╭─ Document section

The biennial storm of the 2025 legislative session was still forming back on Feb. 18 when members of the Assembly and Senate met for a budget hearing to learn the bad news from the Department of Health and Human Services (HHS).
Little did those in attendance know that they might have been experiencing the best of times.
With daily chaos from the White House spreading economic uncertainty worldwide, the largesse of the Biden administration ending, and Nevada still dealing with the nation’s highest unemployment rate, there must have been a lot on the minds of lawmakers and Division of Welfare and Supportive Services Administrator Robert Thompson and his staff.
In Carson City, Gov. Joe Lombardo’s high-wire walk between fealty to President Donald Trump and commonsense policy would impress the Flying Wallendas. With Trump’s tariffs already taking their toll on the economy, my guess is his man in Carson City’s not finished walking that wire.

╰─

Work to do.
A – List every person the Nevada budget column names with both a first and a last name.
B – Carry on the Nevada budget column from its final sentence.
The material after this point has no connection to the Nevada budget column.

╭─ Data section

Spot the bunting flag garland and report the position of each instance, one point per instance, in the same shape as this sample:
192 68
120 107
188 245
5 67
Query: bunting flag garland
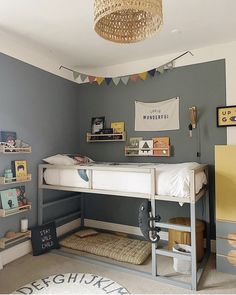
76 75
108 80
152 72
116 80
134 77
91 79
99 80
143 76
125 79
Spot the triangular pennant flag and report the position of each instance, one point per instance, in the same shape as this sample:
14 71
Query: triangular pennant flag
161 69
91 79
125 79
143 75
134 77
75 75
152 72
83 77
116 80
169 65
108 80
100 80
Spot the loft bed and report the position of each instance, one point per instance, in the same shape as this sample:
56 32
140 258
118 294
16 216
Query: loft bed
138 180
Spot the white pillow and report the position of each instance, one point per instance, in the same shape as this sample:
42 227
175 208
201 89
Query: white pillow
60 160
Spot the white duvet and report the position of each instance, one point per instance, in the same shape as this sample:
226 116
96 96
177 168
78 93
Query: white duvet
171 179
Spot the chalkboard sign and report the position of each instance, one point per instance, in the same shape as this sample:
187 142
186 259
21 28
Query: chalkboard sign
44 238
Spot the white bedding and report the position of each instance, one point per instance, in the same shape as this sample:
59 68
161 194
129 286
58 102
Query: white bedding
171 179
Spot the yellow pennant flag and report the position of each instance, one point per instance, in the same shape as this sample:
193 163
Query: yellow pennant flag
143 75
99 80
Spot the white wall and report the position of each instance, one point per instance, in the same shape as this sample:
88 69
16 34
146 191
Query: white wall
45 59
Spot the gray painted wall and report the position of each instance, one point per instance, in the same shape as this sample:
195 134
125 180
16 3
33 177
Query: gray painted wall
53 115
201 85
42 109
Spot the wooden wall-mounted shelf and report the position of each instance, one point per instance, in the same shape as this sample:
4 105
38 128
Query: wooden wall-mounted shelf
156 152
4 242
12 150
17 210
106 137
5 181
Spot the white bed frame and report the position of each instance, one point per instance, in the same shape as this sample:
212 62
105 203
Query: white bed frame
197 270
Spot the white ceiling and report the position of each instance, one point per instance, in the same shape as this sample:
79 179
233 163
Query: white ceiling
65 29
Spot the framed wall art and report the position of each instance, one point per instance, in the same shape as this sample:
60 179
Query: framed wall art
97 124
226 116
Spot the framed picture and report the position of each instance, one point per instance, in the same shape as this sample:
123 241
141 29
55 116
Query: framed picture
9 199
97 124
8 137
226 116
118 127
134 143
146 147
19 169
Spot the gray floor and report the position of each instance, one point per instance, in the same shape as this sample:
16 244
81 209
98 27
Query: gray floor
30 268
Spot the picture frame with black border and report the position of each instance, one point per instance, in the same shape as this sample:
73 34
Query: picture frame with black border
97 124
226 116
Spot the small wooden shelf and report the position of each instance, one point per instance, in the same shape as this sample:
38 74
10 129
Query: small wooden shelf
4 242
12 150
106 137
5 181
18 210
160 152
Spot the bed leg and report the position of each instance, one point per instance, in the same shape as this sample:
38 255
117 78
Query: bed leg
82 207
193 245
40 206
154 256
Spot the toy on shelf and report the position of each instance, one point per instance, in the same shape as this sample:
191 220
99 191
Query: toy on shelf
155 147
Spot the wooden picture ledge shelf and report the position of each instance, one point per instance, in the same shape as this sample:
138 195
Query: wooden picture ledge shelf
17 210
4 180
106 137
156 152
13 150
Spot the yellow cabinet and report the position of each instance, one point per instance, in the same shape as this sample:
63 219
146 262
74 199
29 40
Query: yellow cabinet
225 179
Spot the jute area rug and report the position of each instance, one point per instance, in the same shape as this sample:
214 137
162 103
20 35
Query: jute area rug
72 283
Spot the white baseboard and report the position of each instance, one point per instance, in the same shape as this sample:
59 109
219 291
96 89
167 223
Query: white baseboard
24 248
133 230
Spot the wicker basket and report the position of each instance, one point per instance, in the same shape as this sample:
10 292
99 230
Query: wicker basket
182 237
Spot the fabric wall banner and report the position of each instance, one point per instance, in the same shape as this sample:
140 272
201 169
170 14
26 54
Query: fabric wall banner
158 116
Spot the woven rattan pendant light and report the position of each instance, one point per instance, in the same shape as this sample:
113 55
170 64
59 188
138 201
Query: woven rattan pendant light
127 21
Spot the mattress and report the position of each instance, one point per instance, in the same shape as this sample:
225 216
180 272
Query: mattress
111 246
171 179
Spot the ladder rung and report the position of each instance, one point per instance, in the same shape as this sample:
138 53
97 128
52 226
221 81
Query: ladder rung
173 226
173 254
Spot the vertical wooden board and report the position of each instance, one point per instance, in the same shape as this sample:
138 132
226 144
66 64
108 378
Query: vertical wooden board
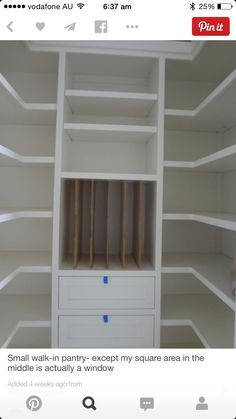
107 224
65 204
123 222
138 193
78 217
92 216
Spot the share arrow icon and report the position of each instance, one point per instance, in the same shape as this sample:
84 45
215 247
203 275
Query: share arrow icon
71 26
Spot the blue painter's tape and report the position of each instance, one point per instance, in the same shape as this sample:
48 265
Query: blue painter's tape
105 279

╰─
╭─ Data section

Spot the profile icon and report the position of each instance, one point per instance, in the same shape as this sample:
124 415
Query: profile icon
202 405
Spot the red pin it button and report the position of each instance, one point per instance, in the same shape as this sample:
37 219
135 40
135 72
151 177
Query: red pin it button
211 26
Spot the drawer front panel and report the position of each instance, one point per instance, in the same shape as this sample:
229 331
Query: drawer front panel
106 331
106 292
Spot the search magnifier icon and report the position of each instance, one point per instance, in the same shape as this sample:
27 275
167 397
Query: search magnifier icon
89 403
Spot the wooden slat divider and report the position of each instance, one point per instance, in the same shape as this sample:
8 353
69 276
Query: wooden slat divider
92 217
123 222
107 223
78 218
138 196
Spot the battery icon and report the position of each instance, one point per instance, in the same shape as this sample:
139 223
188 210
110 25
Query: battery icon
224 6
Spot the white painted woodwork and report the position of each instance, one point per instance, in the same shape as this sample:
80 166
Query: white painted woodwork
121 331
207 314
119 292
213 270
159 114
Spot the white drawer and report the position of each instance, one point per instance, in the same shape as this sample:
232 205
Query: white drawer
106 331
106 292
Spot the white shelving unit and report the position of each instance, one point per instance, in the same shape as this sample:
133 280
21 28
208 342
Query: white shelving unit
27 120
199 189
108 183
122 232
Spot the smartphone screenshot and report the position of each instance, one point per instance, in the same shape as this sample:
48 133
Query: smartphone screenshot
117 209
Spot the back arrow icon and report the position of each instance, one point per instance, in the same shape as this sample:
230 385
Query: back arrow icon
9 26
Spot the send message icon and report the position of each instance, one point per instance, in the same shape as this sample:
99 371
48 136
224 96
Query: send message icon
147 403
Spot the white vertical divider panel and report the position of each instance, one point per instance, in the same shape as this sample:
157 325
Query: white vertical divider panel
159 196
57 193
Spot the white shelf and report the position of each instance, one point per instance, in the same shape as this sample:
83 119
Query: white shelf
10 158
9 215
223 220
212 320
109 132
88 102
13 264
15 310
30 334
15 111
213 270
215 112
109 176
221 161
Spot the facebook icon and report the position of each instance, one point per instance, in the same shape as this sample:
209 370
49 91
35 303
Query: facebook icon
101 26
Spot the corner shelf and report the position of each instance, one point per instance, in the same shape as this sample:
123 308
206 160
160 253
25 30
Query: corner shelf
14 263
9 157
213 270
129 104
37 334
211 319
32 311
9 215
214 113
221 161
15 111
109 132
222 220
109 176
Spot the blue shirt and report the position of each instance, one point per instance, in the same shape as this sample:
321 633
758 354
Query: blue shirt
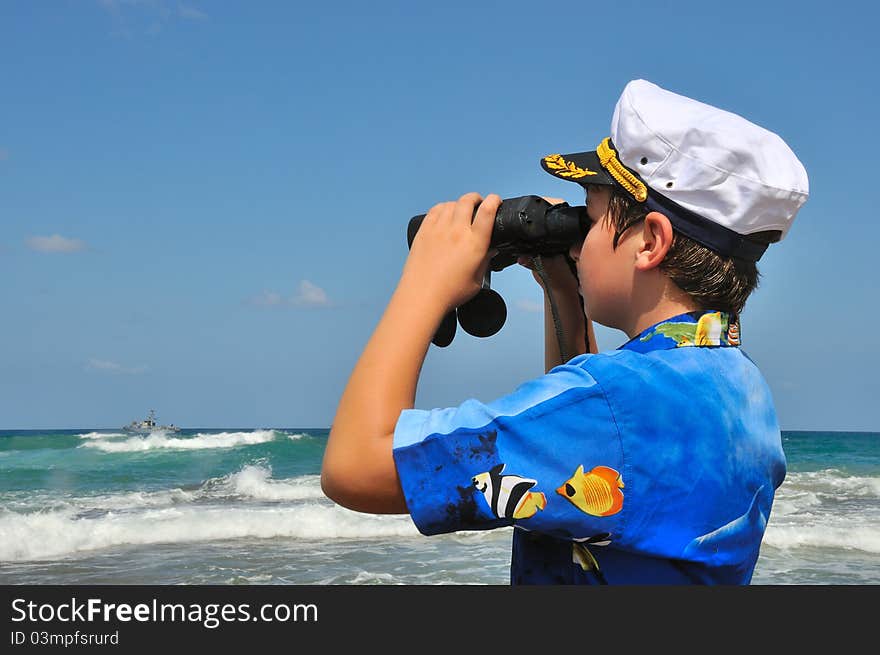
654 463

╰─

Results in order.
A – Robert Thompson, Joe Lombardo, Donald Trump

B –
Make no mistake. This brewing economic crisis is being manufactured by the administration. We’re now punishing economic partners, which rewards our enemies.
As the stock market plummeted Thursday morning, Bloomberg.com somberly noted, “The new tariffs will increase the average US rate above 20%, potentially leading to a global recession, and will test the resilience of the US economy.” Reporting also indicates citizens from the president’s tariff targets are increasingly apprehensive about vacationing in the U.S. Tourism Economics says it estimates foreign travel to decrease by 9.4 percent this year. Imagine what that will mean to Nevada’s economy.
But I couldn’t help thinking about that February meeting.
HHS officials spoke of the more than 300,000 Nevada children expected to access the state’s summer food assistance program with the number anticipated to rise to 350,000 in the coming fiscal year. The need is great and growing.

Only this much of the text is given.